_PROVIDED PASSAGE_.
┄┄┄┄┄┄┄┄┄┄
Called kailyards in Scotland and known as potagers in France (sounds fancy, right?), a kitchen garden is a place closely connected with your kitchen and everyday life. It’s a distinct area of your home and landscape where vegetables, fruits, and herbs are grown for culinary use.
A kitchen garden can be as small as a collection of garden boxes on the patio or deck or it can be as large as a formal stone garden that covers hundreds of square feet. No matter the size, the purpose is the same: a garden that’s tended regularly and used frequently in everyday meals.
It’s not a vegetable patch or homestead. It’s much smaller and doesn’t require nearly the amount of work those do. Unlike a farm, which is cleared all at once, planted all at once, and harvested (you guessed it) all at once, a kitchen garden is tended regularly.
Why a Kitchen Garden revival?
Kitchen gardens, though we may have forgotten the term, aren’t a new concept. They’ve been a thing for thousands of years. But somewhere along our way of progress, we lost the kitchen garden. With the input of technology and industry, our food systems have changed dramatically over the last century. And while not all the change has been bad, the kitchen garden is something that should’ve stayed.
To create whole and happy lives, for the beauty in our homes, for the benefit of our community and for the good of the world, it’s time for a kitchen garden revival. A revival is a magical thing. Perhaps this book will be that seed. (Fingers crossed!) But I’ll need you to bring the rain and the sunshine.
HOW TO TAKE THE NEXT STEP IN THE KITCHEN GARDEN REVIVAL
Ready to grow your self even more? This revival can’t happen without you!
If you’ve never grown a thing before, don’t forget the Gardenary (gardenary.com) step-by step plan.
There are loads of resources in addition to the journal to help you start growing herbs or salad greens right away. Grab yours at gardenary.com/book
Once you’ve begun to enjoy herbs and greens from containers or small planters, you’ll feel the nudge to go bigger. It’s time to install a full kitchen garden (even if it’s just one raised bed), add trellises or supports, and start growing roots and fruits.
┄┄┄┄┄┄┄┄┄┄
_MATERIAL SUPPLIED_.

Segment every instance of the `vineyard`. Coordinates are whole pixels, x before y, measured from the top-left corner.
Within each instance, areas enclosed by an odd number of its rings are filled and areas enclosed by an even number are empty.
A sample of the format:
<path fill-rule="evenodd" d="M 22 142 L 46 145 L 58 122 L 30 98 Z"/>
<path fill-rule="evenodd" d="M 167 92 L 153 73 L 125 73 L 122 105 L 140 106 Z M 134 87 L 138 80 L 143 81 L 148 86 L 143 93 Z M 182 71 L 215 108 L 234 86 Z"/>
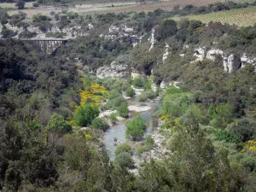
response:
<path fill-rule="evenodd" d="M 180 20 L 183 18 L 201 20 L 203 23 L 220 21 L 222 23 L 235 24 L 239 26 L 253 26 L 256 23 L 256 7 L 173 19 Z"/>
<path fill-rule="evenodd" d="M 236 3 L 252 3 L 255 0 L 233 0 Z M 180 8 L 184 7 L 188 4 L 192 4 L 194 6 L 203 6 L 210 3 L 214 3 L 217 2 L 225 2 L 225 0 L 163 0 L 157 3 L 136 3 L 136 0 L 111 0 L 111 3 L 113 4 L 113 7 L 109 4 L 109 0 L 96 0 L 90 4 L 83 4 L 82 0 L 80 1 L 81 4 L 77 4 L 75 7 L 70 7 L 70 11 L 74 11 L 77 13 L 87 15 L 87 14 L 95 14 L 95 13 L 120 13 L 120 12 L 148 12 L 154 11 L 157 9 L 161 9 L 165 10 L 172 10 L 173 8 L 177 5 L 179 5 Z M 87 1 L 87 3 L 90 3 L 91 1 Z M 121 3 L 123 2 L 123 3 Z M 130 2 L 130 3 L 129 3 Z M 84 1 L 85 3 L 85 1 Z M 23 11 L 28 15 L 29 17 L 32 16 L 35 13 L 42 13 L 44 15 L 49 15 L 51 11 L 55 11 L 55 6 L 47 6 L 44 9 L 41 7 L 39 9 L 32 9 L 32 3 L 27 3 L 26 4 L 26 9 Z M 17 8 L 15 8 L 15 3 L 0 3 L 0 7 L 9 9 L 9 14 L 14 15 L 18 13 Z"/>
┄┄┄┄┄┄┄┄┄┄
_WHAT YOU NEED TO DO_.
1. Decide whether each statement agrees with the passage on kitchen gardens, answering yes or no and quoting the words that settle it: (a) In France a kitchen garden is called a potager. (b) A kitchen garden takes about as much work as a vegetable patch. (c) Kitchen gardens are a new concept.
2. Go on with the passage on kitchen gardens, picking up after its final sentence.
The records have no connection to the passage on kitchen gardens.

_YOUR WRITTEN ANSWERS_.
1.
(a) Yes: "known as potagers in France"
(b) No: "It’s much smaller and doesn’t require nearly the amount of work those do."
(c) No: "Kitchen gardens, though we may have forgotten the term, aren’t a new concept."

2.
Already growing or can’t stop talking about your garden experiences? We’d love to have you on the Gardenary platform as a Kitchen Garden Business or a Gardenary coach. Don’t forget: My mission isn’t just to bring back the kitchen garden but also to make gardening a viable profession.
So, if you’ve fallen in love with gardening and want to share that passion by coaching and helping others, Gardenary is the place for you. And bonus—you’ve already completed step one in the application process by reading this book!
As always, share your kitchen garden moments—the wins and the struggles—using #mykitchengardenrevival anywhere you post on the web. I’ll be looking for you!
QUICK TIPS FOR EASY HARVESTS
Woody Herbs (Lamiaceae Family)
Begin with locally grown plants
Harvest outside and lower leaves regularly within 2 weeks of planting
Lettuce & Greens (Asteraceae Family)
Begin with seeds
Thin if necessary
Harvest outside and lower leaves frequently within 4 weeks of planting
Root Crops (Umbellifer, Brassica, and Amaranth Families)
Begin with seeds
Thin if necessary
Harvest a few at a time within 45 to 90 days after planting
Fruit Crops (Solanaceae and Cucurbit Families)
Begin with seeds or locally grown plants
Fertilize weekly or bi-weekly
Protect, if necessary
Harvest 60 to 100 days after planting
START PLANTS FROM SEED
Add water to the potting soil mix and mix in thoroughly.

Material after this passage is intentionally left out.